Given task » Reproduce every line of the listing below word for word, omitting the pictures.

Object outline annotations
— Start —
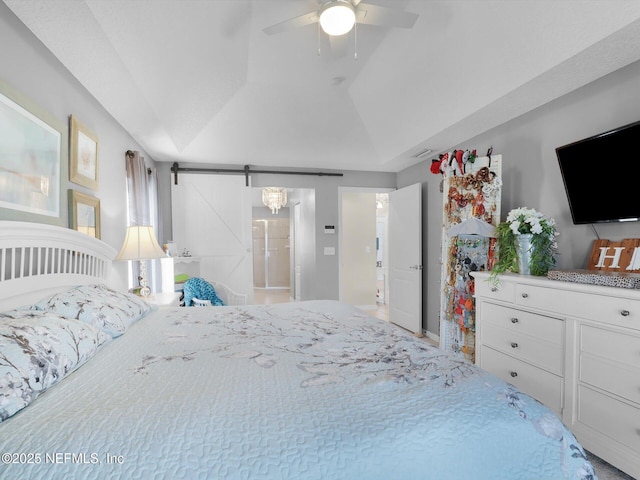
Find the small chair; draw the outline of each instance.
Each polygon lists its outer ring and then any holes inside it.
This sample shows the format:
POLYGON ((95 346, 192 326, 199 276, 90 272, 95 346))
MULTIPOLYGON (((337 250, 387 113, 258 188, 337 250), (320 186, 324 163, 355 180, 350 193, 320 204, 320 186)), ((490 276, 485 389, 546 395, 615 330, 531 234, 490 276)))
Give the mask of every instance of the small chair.
POLYGON ((191 306, 192 307, 210 307, 211 300, 201 300, 199 298, 193 297, 191 299, 191 306))

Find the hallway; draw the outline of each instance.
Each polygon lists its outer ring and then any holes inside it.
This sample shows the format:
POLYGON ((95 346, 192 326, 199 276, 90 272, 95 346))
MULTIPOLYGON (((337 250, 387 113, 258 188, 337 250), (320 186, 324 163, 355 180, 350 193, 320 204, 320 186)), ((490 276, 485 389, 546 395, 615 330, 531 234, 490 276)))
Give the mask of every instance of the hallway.
MULTIPOLYGON (((256 304, 287 303, 291 301, 288 288, 254 288, 253 301, 256 304)), ((382 320, 389 320, 389 306, 378 304, 376 309, 366 310, 366 312, 382 320)))

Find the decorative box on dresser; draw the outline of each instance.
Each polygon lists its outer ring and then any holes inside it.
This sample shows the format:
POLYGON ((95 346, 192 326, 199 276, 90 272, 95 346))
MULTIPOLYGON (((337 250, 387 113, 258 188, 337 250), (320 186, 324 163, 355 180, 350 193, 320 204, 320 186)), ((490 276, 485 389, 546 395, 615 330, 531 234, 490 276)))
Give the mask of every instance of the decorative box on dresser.
POLYGON ((640 478, 640 290, 474 272, 476 362, 640 478))

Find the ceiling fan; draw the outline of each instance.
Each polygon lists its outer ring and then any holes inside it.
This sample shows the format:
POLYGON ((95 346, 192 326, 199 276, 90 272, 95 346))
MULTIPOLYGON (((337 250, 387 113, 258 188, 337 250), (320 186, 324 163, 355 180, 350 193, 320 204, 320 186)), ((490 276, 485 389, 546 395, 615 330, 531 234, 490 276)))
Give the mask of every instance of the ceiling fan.
POLYGON ((318 0, 317 10, 290 18, 263 29, 268 35, 319 23, 332 37, 349 33, 358 24, 382 27, 412 28, 418 14, 381 7, 361 0, 318 0))

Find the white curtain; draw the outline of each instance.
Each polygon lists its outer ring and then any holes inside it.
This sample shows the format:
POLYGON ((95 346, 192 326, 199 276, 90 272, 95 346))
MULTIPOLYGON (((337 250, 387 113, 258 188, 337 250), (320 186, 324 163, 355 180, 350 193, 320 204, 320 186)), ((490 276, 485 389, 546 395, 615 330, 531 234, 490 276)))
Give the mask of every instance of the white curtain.
MULTIPOLYGON (((158 215, 158 173, 155 168, 145 164, 144 157, 135 150, 128 150, 125 154, 127 168, 127 205, 129 218, 127 225, 151 225, 154 227, 156 238, 159 232, 158 215)), ((161 275, 160 262, 147 261, 147 280, 153 292, 160 291, 161 275)), ((138 285, 140 264, 133 262, 130 270, 130 286, 138 285)))

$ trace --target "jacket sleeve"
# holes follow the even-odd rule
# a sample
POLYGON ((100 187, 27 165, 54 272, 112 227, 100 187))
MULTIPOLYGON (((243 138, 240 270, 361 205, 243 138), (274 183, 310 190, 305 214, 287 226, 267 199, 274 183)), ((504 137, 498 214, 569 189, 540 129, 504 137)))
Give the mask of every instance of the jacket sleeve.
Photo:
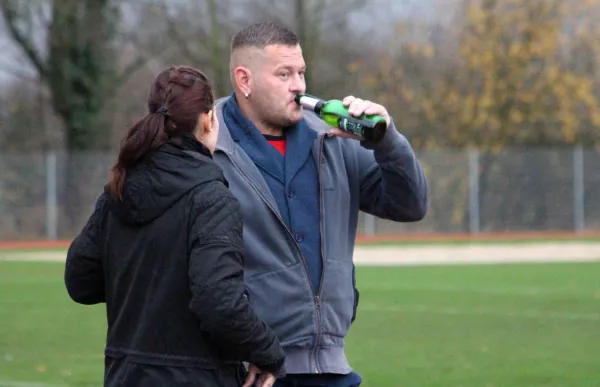
POLYGON ((423 219, 428 210, 428 184, 406 137, 392 122, 378 143, 357 146, 360 209, 397 222, 423 219))
POLYGON ((73 301, 92 305, 106 302, 102 268, 102 223, 106 214, 104 194, 94 212, 67 251, 65 285, 73 301))
POLYGON ((203 200, 191 227, 190 309, 228 358, 283 377, 279 340, 254 314, 245 294, 239 203, 225 186, 220 191, 217 198, 203 200))

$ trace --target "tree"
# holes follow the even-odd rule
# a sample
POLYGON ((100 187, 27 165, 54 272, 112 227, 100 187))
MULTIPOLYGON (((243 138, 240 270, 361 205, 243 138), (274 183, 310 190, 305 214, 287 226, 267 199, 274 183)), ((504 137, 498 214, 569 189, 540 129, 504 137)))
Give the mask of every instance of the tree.
MULTIPOLYGON (((548 196, 546 184, 570 175, 572 157, 559 152, 520 157, 502 148, 600 145, 599 67, 593 55, 600 48, 593 21, 600 18, 592 16, 599 6, 598 0, 465 0, 461 16, 445 27, 443 44, 433 37, 417 39, 424 34, 407 36, 415 26, 405 23, 392 49, 376 63, 363 64, 364 87, 392 107, 416 147, 481 151, 480 204, 488 209, 482 228, 502 229, 519 216, 521 225, 570 226, 548 217, 558 198, 548 196), (533 162, 546 168, 516 184, 507 178, 533 162), (545 199, 526 206, 519 192, 545 199)), ((466 182, 453 183, 465 173, 456 168, 443 177, 447 184, 437 184, 452 189, 449 195, 465 193, 466 182)), ((465 207, 459 221, 467 214, 465 207)))
MULTIPOLYGON (((119 71, 115 42, 120 22, 116 0, 0 0, 0 11, 12 40, 47 87, 52 108, 65 129, 62 200, 72 235, 88 215, 90 173, 98 164, 77 154, 110 144, 102 112, 131 73, 144 63, 138 57, 119 71)), ((43 135, 43 133, 40 133, 43 135)), ((107 173, 106 173, 107 174, 107 173)), ((93 204, 93 203, 92 203, 93 204)))
POLYGON ((118 2, 0 0, 0 11, 13 41, 49 89, 52 107, 65 127, 67 149, 107 147, 102 109, 143 63, 138 58, 118 71, 118 2), (38 27, 45 24, 47 29, 40 33, 38 27), (40 35, 45 39, 36 44, 40 35))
— End —
Result of this task »
Find the small chair; draw the outline of each instance.
Each polygon lists its outer ring and then any holes inside it.
This sample shows the format:
POLYGON ((95 346, 192 326, 199 276, 90 272, 95 346))
MULTIPOLYGON (((337 250, 387 113, 258 188, 337 250), (320 186, 324 163, 355 180, 350 193, 320 204, 320 186)), ((490 276, 485 389, 546 395, 615 330, 531 234, 490 276)))
Give the mask of every instance of the small chair.
POLYGON ((191 306, 192 307, 210 307, 211 300, 201 300, 199 298, 193 297, 191 299, 191 306))

Find the hallway; draw the outline of each instance.
Each polygon lists its outer ring and then any holes inside it.
This sample shows the format:
POLYGON ((95 346, 192 326, 199 276, 90 272, 95 346))
MULTIPOLYGON (((337 250, 387 113, 258 188, 337 250), (320 186, 324 163, 355 180, 350 193, 320 204, 320 186)), ((490 276, 485 389, 546 395, 615 330, 531 234, 490 276)))
Give the mask of every instance of the hallway.
MULTIPOLYGON (((256 304, 287 303, 291 301, 288 288, 254 288, 253 301, 256 304)), ((382 320, 389 320, 389 306, 378 304, 376 309, 366 310, 366 312, 382 320)))

Find the decorative box on dresser; draw the outline of each instance.
Each polygon lists its outer ring and then any holes inside it.
This sample shows the format:
POLYGON ((95 346, 192 326, 199 276, 90 272, 95 346))
MULTIPOLYGON (((337 250, 387 113, 258 188, 337 250), (320 186, 324 163, 355 180, 350 193, 320 204, 320 186)), ((490 276, 485 389, 546 395, 615 330, 531 234, 490 276)))
Give the mask of every instance of the decorative box on dresser.
POLYGON ((640 478, 640 290, 474 272, 476 362, 640 478))

Find the ceiling fan; draw the outline of each instance.
Each polygon lists its outer ring and then any holes inside it.
This sample shows the format:
POLYGON ((95 346, 192 326, 199 276, 90 272, 95 346))
MULTIPOLYGON (((337 250, 387 113, 258 188, 337 250), (320 186, 324 163, 355 180, 350 193, 320 204, 320 186)), ((490 276, 485 389, 546 395, 615 330, 531 234, 490 276)))
Give the mask of every instance of the ceiling fan.
POLYGON ((318 0, 317 10, 290 18, 263 29, 268 35, 319 23, 332 37, 349 33, 358 24, 382 27, 412 28, 418 14, 381 7, 361 0, 318 0))

Find the white curtain; draw the outline of each instance.
Each polygon lists its outer ring and then any holes inside it.
This sample shows the format:
POLYGON ((95 346, 192 326, 199 276, 90 272, 95 346))
MULTIPOLYGON (((337 250, 387 113, 258 188, 337 250), (320 186, 324 163, 355 180, 350 193, 320 204, 320 186)), ((490 276, 485 389, 546 395, 615 330, 531 234, 490 276)))
Give the mask of every instance of the white curtain.
MULTIPOLYGON (((158 215, 158 173, 155 168, 145 164, 144 157, 135 150, 128 150, 125 154, 127 168, 127 205, 129 218, 127 225, 151 225, 154 227, 156 238, 159 232, 158 215)), ((161 275, 160 262, 147 261, 147 280, 153 292, 160 291, 161 275)), ((138 285, 140 264, 133 262, 130 270, 130 286, 138 285)))

$ trace --target "jacket sleeve"
# holes follow the even-odd rule
# a sample
POLYGON ((100 187, 27 165, 54 272, 112 227, 100 187))
MULTIPOLYGON (((243 138, 240 270, 361 205, 243 138), (274 183, 310 190, 305 214, 287 226, 267 199, 274 183)), ((504 137, 498 214, 569 189, 540 129, 504 137)))
Give the mask of every instance of the jacket sleeve.
Photo:
POLYGON ((423 219, 428 210, 428 184, 406 137, 392 122, 378 143, 357 146, 360 209, 397 222, 423 219))
POLYGON ((73 301, 92 305, 106 302, 102 268, 102 223, 106 214, 104 194, 94 212, 67 251, 65 285, 73 301))
POLYGON ((203 200, 191 227, 190 309, 228 358, 283 377, 279 340, 254 314, 245 294, 239 203, 225 186, 220 191, 217 198, 203 200))

$ trace --target "tree"
# holes follow the even-odd rule
# a sample
POLYGON ((100 187, 27 165, 54 272, 112 227, 100 187))
MULTIPOLYGON (((243 138, 240 270, 361 205, 243 138), (274 183, 310 190, 305 214, 287 226, 267 199, 274 183)), ((504 137, 498 214, 569 189, 540 129, 504 137)))
Give the mask of every instance of the tree.
MULTIPOLYGON (((548 196, 546 184, 570 175, 572 157, 559 152, 520 157, 502 148, 600 145, 599 67, 593 55, 600 48, 593 21, 600 18, 592 16, 599 6, 598 0, 465 0, 461 16, 445 27, 443 44, 433 37, 417 39, 424 34, 407 36, 415 26, 405 23, 392 49, 376 63, 363 64, 364 87, 392 107, 416 147, 481 151, 480 204, 488 209, 482 228, 502 229, 519 216, 521 225, 570 226, 548 217, 558 198, 548 196), (533 162, 546 168, 516 184, 507 178, 533 162), (545 199, 526 206, 519 192, 545 199)), ((466 182, 453 183, 465 173, 456 168, 443 177, 447 184, 437 184, 452 189, 449 195, 465 193, 466 182)), ((465 207, 459 221, 467 214, 465 207)))
MULTIPOLYGON (((119 71, 115 42, 120 22, 116 0, 0 0, 0 11, 12 40, 47 87, 52 108, 65 129, 62 200, 72 235, 88 215, 90 173, 98 164, 77 154, 110 144, 102 112, 131 73, 144 63, 138 57, 119 71)), ((43 135, 43 133, 40 133, 43 135)), ((107 173, 106 173, 107 174, 107 173)), ((93 204, 93 203, 92 203, 93 204)))
POLYGON ((118 2, 0 0, 0 11, 13 41, 49 89, 52 107, 65 127, 67 149, 107 147, 102 109, 143 63, 138 58, 118 71, 118 2), (38 27, 45 24, 47 29, 40 33, 38 27), (40 35, 45 39, 36 44, 40 35))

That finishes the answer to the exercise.